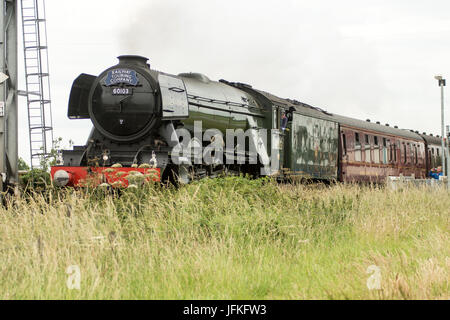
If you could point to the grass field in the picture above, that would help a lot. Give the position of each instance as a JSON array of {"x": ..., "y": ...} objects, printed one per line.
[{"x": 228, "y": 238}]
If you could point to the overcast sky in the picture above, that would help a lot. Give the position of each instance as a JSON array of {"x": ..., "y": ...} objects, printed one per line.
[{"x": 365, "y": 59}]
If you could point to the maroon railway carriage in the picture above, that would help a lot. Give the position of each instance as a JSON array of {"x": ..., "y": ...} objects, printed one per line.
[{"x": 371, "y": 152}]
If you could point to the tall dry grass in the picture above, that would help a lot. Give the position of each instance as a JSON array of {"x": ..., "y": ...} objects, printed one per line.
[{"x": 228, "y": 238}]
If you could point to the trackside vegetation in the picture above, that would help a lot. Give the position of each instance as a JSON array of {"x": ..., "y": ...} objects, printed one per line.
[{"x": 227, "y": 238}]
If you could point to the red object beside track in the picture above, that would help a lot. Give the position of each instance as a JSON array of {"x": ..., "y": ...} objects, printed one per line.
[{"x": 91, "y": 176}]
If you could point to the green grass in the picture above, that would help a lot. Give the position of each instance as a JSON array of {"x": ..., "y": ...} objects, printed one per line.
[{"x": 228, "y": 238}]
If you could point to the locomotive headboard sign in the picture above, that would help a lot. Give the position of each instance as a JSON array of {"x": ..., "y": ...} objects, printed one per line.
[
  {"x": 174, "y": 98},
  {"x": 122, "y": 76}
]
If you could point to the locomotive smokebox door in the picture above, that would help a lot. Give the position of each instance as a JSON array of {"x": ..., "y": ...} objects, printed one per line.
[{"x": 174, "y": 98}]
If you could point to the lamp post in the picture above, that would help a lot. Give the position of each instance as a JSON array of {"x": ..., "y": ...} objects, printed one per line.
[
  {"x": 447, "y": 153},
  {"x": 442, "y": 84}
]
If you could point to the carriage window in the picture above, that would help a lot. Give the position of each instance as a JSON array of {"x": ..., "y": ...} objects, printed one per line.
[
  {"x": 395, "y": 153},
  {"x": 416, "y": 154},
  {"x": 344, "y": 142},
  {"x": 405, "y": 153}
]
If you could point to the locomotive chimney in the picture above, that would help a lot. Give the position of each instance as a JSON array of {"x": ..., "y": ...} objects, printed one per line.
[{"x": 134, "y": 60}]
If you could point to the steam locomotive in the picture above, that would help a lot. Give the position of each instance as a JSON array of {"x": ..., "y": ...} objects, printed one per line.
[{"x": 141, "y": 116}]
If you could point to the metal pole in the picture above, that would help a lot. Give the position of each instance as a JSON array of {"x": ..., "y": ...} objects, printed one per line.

----------

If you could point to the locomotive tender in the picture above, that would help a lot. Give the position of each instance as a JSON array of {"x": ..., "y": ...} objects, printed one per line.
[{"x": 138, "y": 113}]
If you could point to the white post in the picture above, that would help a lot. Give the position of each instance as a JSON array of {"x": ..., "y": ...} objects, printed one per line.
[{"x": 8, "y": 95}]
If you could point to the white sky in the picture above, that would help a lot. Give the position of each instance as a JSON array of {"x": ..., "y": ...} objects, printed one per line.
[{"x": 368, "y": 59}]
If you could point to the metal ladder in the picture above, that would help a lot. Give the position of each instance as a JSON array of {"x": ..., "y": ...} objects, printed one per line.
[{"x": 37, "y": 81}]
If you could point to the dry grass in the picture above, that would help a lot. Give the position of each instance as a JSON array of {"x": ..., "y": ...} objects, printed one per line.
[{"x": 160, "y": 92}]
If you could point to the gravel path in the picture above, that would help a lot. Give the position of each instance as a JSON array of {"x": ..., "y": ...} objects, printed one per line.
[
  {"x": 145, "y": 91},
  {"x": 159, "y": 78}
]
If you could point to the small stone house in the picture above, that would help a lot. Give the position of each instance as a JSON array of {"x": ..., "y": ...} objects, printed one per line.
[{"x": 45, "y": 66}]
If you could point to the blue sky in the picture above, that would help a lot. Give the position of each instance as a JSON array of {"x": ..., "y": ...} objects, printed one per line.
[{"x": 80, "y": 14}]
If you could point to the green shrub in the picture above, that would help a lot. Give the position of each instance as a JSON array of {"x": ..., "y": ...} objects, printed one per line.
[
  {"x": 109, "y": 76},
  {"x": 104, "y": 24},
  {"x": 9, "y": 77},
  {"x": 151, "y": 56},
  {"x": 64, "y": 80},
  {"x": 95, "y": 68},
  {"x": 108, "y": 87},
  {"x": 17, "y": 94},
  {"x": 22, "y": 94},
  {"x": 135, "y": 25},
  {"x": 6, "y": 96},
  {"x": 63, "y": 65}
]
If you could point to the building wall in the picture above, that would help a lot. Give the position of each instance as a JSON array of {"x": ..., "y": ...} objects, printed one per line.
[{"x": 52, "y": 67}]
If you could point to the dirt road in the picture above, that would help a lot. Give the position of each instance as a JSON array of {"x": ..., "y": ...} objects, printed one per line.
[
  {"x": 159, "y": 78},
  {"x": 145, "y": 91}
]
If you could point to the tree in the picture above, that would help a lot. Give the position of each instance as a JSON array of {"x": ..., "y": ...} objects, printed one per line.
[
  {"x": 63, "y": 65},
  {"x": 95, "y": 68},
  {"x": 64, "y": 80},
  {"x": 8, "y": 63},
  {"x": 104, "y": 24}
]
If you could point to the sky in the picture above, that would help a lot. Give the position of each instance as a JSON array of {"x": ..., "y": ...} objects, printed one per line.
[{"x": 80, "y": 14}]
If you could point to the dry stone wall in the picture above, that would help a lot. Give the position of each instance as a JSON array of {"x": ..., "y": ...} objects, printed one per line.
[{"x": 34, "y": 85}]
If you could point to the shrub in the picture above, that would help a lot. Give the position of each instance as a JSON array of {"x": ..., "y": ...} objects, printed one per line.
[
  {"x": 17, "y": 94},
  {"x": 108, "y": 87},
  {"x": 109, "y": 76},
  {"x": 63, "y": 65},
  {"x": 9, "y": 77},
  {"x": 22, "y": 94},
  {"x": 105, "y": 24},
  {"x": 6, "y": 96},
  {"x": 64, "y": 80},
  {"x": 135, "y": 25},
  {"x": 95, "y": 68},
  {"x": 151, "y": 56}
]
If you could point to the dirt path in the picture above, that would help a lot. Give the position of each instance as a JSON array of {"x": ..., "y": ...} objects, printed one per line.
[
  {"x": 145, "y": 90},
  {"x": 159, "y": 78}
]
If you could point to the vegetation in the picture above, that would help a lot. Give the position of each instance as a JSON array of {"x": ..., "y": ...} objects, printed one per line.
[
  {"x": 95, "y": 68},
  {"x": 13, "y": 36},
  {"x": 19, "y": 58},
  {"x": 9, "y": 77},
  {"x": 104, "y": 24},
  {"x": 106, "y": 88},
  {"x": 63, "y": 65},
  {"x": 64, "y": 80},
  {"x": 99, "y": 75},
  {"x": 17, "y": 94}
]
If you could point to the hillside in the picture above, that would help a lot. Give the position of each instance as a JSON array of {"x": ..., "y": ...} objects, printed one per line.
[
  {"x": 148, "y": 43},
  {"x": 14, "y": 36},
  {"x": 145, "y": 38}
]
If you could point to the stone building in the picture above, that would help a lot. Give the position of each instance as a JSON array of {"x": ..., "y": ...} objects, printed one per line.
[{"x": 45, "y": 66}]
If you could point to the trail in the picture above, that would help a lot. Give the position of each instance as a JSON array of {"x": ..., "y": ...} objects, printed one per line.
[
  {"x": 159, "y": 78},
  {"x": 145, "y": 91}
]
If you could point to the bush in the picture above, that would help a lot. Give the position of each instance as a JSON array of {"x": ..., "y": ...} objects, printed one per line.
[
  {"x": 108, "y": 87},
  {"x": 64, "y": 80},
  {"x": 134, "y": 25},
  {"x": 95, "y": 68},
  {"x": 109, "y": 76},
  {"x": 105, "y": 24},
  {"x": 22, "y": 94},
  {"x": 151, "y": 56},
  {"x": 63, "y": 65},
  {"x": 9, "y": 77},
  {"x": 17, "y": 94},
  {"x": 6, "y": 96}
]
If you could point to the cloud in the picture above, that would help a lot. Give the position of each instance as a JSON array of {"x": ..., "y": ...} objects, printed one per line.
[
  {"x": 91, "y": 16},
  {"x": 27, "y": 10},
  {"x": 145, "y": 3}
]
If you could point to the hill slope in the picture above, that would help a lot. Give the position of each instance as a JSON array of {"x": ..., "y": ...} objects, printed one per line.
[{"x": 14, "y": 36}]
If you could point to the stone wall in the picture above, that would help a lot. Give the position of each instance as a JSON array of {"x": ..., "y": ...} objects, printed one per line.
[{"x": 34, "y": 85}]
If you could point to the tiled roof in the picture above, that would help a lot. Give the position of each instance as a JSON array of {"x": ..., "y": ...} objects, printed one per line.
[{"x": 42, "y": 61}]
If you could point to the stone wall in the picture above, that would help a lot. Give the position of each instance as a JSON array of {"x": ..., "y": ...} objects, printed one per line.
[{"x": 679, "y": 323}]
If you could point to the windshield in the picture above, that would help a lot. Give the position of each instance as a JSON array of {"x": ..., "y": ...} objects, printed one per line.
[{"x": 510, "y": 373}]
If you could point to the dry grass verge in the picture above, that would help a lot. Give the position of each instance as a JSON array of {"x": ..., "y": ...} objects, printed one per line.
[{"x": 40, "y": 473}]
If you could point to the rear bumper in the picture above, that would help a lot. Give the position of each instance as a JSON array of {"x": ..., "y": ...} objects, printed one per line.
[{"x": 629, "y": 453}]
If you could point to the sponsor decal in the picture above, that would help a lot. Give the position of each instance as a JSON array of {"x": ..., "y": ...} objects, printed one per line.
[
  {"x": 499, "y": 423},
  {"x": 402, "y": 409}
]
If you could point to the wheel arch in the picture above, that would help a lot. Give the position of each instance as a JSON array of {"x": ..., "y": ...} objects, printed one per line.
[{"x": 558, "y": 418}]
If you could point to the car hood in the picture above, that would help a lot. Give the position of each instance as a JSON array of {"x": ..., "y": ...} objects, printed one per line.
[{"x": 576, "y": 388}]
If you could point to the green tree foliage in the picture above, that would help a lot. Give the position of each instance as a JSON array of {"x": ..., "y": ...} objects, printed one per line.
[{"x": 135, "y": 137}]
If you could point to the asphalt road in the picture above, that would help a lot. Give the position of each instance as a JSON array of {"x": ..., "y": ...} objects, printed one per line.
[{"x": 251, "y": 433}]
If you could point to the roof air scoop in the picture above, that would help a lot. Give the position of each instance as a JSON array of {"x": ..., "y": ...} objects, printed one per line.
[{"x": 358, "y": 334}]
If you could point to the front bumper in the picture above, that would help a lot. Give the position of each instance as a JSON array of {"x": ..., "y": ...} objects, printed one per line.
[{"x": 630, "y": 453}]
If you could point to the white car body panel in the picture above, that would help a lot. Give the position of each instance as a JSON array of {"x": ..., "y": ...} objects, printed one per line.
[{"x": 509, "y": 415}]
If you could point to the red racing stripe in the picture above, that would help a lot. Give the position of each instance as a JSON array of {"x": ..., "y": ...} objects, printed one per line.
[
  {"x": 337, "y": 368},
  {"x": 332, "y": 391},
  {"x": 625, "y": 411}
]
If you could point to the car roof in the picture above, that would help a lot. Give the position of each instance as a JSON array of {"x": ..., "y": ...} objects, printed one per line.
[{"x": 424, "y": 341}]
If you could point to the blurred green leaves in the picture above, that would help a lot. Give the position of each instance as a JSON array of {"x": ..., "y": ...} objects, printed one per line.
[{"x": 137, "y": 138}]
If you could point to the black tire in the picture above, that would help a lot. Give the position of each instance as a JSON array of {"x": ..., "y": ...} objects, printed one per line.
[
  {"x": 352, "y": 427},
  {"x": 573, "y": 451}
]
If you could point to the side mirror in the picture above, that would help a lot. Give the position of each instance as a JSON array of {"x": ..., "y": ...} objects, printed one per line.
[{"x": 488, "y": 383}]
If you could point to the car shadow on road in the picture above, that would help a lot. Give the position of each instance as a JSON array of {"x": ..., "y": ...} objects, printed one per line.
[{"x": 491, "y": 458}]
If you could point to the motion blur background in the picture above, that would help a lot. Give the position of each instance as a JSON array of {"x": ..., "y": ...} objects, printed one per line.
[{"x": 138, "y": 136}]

----------

■ What you need to do
Put the stretch of items that opens with the line containing "If you could point to the locomotive chimney" and closes with the line containing "If you could point to the metal pole" into a Markdown table with the columns Row and Content. Number each line in Row and skip any blank lines.

■ Exercise response
| Row | Content |
|---|---|
| 1 | If you could point to the locomotive chimney in the picture above, that would help a lot. Give the position of each instance as a JSON array of {"x": ..., "y": ...} objects, printed one per line. |
| 2 | [{"x": 134, "y": 60}] |
| 3 | If you could point to the steam locomotive in the picture above, that would help a lot. Give the position of each instance as a JSON array of {"x": ..., "y": ...} objects, printed one per line. |
| 4 | [{"x": 141, "y": 116}] |
| 5 | If you could point to the metal pole in the picture above, that would help a lot. Give the position of each instance as a JSON array of {"x": ..., "y": ...} objects, printed one per line. |